Description of the task: Repeat each record below exactly, dropping the pictures.

Exercise input:
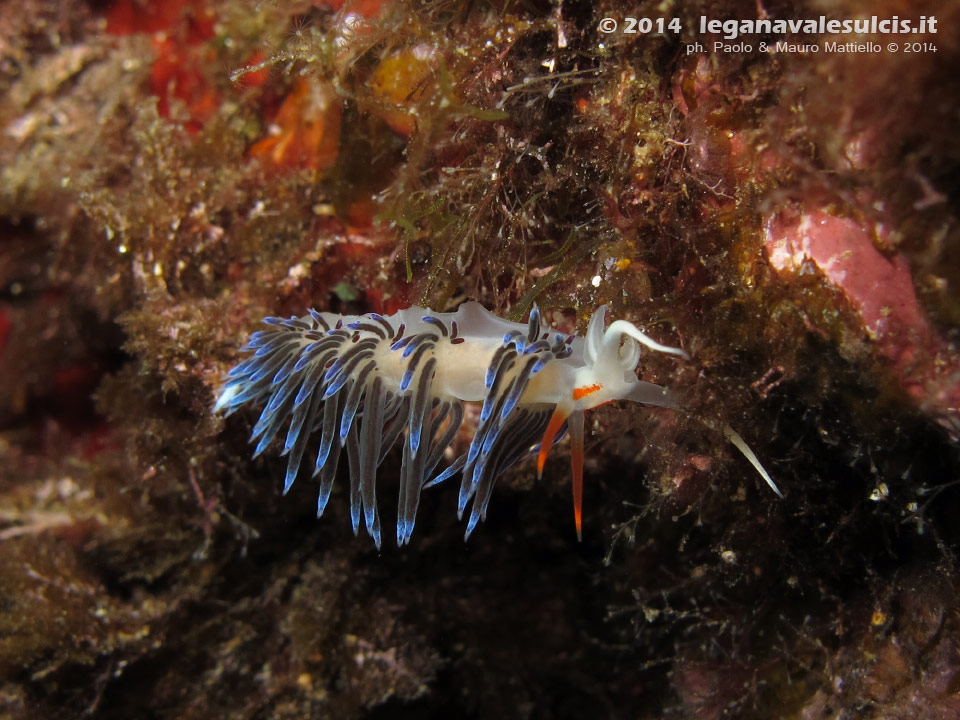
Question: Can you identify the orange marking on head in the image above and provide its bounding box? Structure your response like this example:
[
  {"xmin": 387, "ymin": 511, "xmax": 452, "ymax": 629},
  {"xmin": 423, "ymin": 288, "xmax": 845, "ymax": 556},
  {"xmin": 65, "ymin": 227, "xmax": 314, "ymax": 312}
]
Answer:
[
  {"xmin": 537, "ymin": 406, "xmax": 569, "ymax": 478},
  {"xmin": 573, "ymin": 383, "xmax": 603, "ymax": 401}
]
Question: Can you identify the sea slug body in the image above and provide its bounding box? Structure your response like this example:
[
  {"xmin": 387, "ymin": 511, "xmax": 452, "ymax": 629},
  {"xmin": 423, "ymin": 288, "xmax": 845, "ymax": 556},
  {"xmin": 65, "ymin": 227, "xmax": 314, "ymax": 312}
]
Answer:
[{"xmin": 215, "ymin": 302, "xmax": 778, "ymax": 548}]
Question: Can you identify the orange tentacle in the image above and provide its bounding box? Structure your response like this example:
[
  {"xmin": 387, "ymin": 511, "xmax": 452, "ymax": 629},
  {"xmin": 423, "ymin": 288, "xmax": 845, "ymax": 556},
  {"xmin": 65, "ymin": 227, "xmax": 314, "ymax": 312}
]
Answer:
[
  {"xmin": 568, "ymin": 410, "xmax": 585, "ymax": 541},
  {"xmin": 537, "ymin": 406, "xmax": 569, "ymax": 478}
]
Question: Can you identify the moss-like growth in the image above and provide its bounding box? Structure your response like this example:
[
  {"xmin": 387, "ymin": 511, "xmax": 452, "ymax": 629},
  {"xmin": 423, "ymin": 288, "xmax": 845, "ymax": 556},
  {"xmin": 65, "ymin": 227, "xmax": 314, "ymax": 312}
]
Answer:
[{"xmin": 0, "ymin": 0, "xmax": 958, "ymax": 717}]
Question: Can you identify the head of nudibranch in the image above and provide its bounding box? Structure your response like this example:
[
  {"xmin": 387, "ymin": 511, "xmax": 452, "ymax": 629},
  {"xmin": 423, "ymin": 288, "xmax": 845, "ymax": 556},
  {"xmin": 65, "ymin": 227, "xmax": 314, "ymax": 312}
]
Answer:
[
  {"xmin": 533, "ymin": 306, "xmax": 693, "ymax": 539},
  {"xmin": 532, "ymin": 306, "xmax": 781, "ymax": 540}
]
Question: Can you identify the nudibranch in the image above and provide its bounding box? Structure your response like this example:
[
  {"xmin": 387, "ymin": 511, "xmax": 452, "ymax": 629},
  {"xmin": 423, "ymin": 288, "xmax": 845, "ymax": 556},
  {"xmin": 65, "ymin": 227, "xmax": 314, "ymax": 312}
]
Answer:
[{"xmin": 214, "ymin": 302, "xmax": 779, "ymax": 548}]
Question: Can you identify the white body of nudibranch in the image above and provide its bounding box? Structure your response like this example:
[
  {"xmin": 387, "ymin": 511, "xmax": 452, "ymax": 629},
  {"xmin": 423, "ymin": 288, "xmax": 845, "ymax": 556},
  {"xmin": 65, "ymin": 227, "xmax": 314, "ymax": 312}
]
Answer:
[{"xmin": 215, "ymin": 301, "xmax": 780, "ymax": 548}]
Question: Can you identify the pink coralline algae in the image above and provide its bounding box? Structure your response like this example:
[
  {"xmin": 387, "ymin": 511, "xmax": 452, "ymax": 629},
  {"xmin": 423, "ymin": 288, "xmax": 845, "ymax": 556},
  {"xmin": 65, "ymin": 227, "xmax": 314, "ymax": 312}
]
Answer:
[{"xmin": 764, "ymin": 207, "xmax": 960, "ymax": 423}]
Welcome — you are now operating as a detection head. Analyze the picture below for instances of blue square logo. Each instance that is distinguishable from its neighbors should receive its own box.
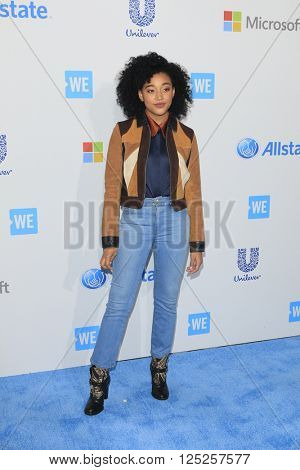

Response to the task:
Question: Can you identify the orange marking on head in the image above and provide its bounding box? Structure your response like this example:
[
  {"xmin": 387, "ymin": 511, "xmax": 452, "ymax": 629},
  {"xmin": 423, "ymin": 288, "xmax": 845, "ymax": 556},
  {"xmin": 65, "ymin": 227, "xmax": 314, "ymax": 312}
]
Answer:
[
  {"xmin": 537, "ymin": 406, "xmax": 569, "ymax": 478},
  {"xmin": 573, "ymin": 383, "xmax": 603, "ymax": 401}
]
Question: Can you identify the sea slug body in the image above and provide its bounding box? Structure your response like this example:
[
  {"xmin": 387, "ymin": 511, "xmax": 452, "ymax": 629},
  {"xmin": 423, "ymin": 288, "xmax": 845, "ymax": 556},
  {"xmin": 65, "ymin": 227, "xmax": 314, "ymax": 312}
]
Answer:
[{"xmin": 215, "ymin": 302, "xmax": 778, "ymax": 548}]
Question: Can you identify the orange tentacle in the image above and provide its bounding box? Structure your response like this example:
[
  {"xmin": 387, "ymin": 511, "xmax": 452, "ymax": 629},
  {"xmin": 423, "ymin": 288, "xmax": 845, "ymax": 556},
  {"xmin": 65, "ymin": 227, "xmax": 314, "ymax": 312}
]
Answer:
[
  {"xmin": 568, "ymin": 410, "xmax": 585, "ymax": 541},
  {"xmin": 537, "ymin": 406, "xmax": 569, "ymax": 478}
]
Question: Can you identify the moss-like growth in the image above and provide its bounding box? Structure your response like this example:
[
  {"xmin": 387, "ymin": 511, "xmax": 452, "ymax": 629},
  {"xmin": 423, "ymin": 288, "xmax": 845, "ymax": 556},
  {"xmin": 65, "ymin": 227, "xmax": 314, "ymax": 312}
]
Answer:
[{"xmin": 0, "ymin": 0, "xmax": 958, "ymax": 717}]
Question: Can you identify the head of nudibranch in the image above and provide its bounding box? Structure your response like this example:
[
  {"xmin": 387, "ymin": 511, "xmax": 452, "ymax": 629},
  {"xmin": 423, "ymin": 288, "xmax": 845, "ymax": 556},
  {"xmin": 65, "ymin": 227, "xmax": 314, "ymax": 312}
]
Answer:
[
  {"xmin": 533, "ymin": 306, "xmax": 693, "ymax": 539},
  {"xmin": 532, "ymin": 306, "xmax": 781, "ymax": 540}
]
Question: Can you identify the nudibranch in the image above and provide its bounding box? Structure your response like this example:
[
  {"xmin": 387, "ymin": 511, "xmax": 452, "ymax": 629},
  {"xmin": 423, "ymin": 288, "xmax": 845, "ymax": 556},
  {"xmin": 65, "ymin": 227, "xmax": 314, "ymax": 312}
]
Answer:
[{"xmin": 214, "ymin": 302, "xmax": 779, "ymax": 548}]
Question: Can you identify the white body of nudibranch in the image above and provide its bounding box? Structure your response like this example:
[
  {"xmin": 387, "ymin": 511, "xmax": 452, "ymax": 629},
  {"xmin": 423, "ymin": 288, "xmax": 845, "ymax": 556},
  {"xmin": 65, "ymin": 227, "xmax": 314, "ymax": 312}
]
Answer:
[{"xmin": 215, "ymin": 301, "xmax": 780, "ymax": 548}]
Question: Can you identify the pink coralline algae in the image above and provide its bounding box? Structure your response like this example:
[
  {"xmin": 387, "ymin": 511, "xmax": 452, "ymax": 629},
  {"xmin": 423, "ymin": 288, "xmax": 845, "ymax": 556},
  {"xmin": 65, "ymin": 227, "xmax": 314, "ymax": 312}
]
Answer:
[{"xmin": 764, "ymin": 207, "xmax": 960, "ymax": 423}]
Welcome — you are now operating as a detection head. Analyze the picture below for instances of blue square logo. Each instance that is distinguishable from its neighbors should receive its own box.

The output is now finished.